Energy Sound Bites on Fossil Fuels, Part 3

By Alex Epstein

Easy-to-remember arguments on fossil fuels and climate

Originally published: August 6, 2024

Over the last 2 weeks I shared Energy Sound Bites to support two core truths about fossil fuels:
1) We must think about fossil fuels in a balanced way. 2) Only by using fossil fuels can 8 billion people have the energy they need to survive and flourish.

Today, I’ll share Energy Sound Bites to support the third core truth: The climate positives of fossil fuels far outweigh the climate negatives. 3 core truths about fossil fuels

As a reminder, the goal of Energy Sound Bites is to distill key facts and insights about energy, environmental, and climate issues into a form—100 characters or less—that’s short enough to remember and repeat whenever you need them.


The climate positives of fossil fuels far outweigh the climate negatives

  • When looking at the climate effects of fossil fuels, we must look at both negatives and positives.

    • We can’t just look at how warming increases heat waves, we also must look at lives saved from cold.
  • Fossil fuels’ biggest climate positive is the ability to master climate danger.

    • Fossil fueled cooling allows us to dramatically reduce danger from heat.
    • Fossil fueled heating allows us to dramatically reduce danger from cold.
    • Fossil fueled irrigation allows us to dramatically reduce danger from drought.
    • Fossil fueled evacuation systems allow us to dramatically reduce danger from storms.
  • By powering climate mastery fossil fuels can actually neutralize many of their climate challenges.

    • If fossil fuels increased drought 10% they could overwhelm that via irrigation and crop transport.

◆ ◆ ◆ ◆ ◆ ◆ ◆

Exercise set
1. Return the passage from the fossil fuels article starting with "As a reminder, the" and going on through "danger from cold.".
2. Please supply the next part of the fossil fuels article, picking up after its last sentence.
None of the lines are needed for this work.

Given information

◆ ◆ ◆ ◆ ◆ ◆ ◆

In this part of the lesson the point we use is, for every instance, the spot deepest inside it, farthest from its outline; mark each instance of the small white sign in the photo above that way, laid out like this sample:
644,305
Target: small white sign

◆ ◆ ◆ ◆ ◆ ◆ ◆

Results in order
1.
As a reminder, the goal of Energy Sound Bites is to distill key facts and insights about energy, environmental, and climate issues into a form—100 characters or less—that’s short enough to remember and repeat whenever you need them.


The climate positives of fossil fuels far outweigh the climate negatives

  • When looking at the climate effects of fossil fuels, we must look at both negatives and positives.

    • We can’t just look at how warming increases heat waves, we also must look at lives saved from cold.
  • Fossil fuels’ biggest climate positive is the ability to master climate danger.

    • Fossil fueled cooling allows us to dramatically reduce danger from heat.
    • Fossil fueled heating allows us to dramatically reduce danger from cold.

2.
  • Fossil fueled climate mastery has easily overwhelmed any climate challenges so far.

    • Fossil fueled climate mastery has helped us become safer than ever from climate.
    • The climate death rate is 98% less than it was 100 years ago.1 Atmospheric CO2 vs Climate Related Disaster Deaths
    • The drought death rate is 99% less than it was 100 years ago.2 Atmospheric CO2 vs Death Rate from Drought
    • Climate has warmed about 1° C, a mild and manageable amount, over the last 170 years.3 Central Park Temperature Range
    • Other climate effects are hard to discern, but in any case they are overwhelmed by mastery.

      • At 2°C warming, hurricanes are expected to be less frequent and between 1-10% more intense.4 Tropical Cyclone Intensities
      • Fire danger, which depends mainly on mastery, is down from 20 years ago and far down than 100 years ago.5
      • GDP-adjusted climate-related damages are flat despite many incentives for them to go up.6 Global Insured Catastrophic Losses vs GDP
  • Nothing in mainstream climate science suggests climate challenges we can’t master

    • Even though Earth has gotten ~1°C warmer, more people still die from cold than heat (even in India)!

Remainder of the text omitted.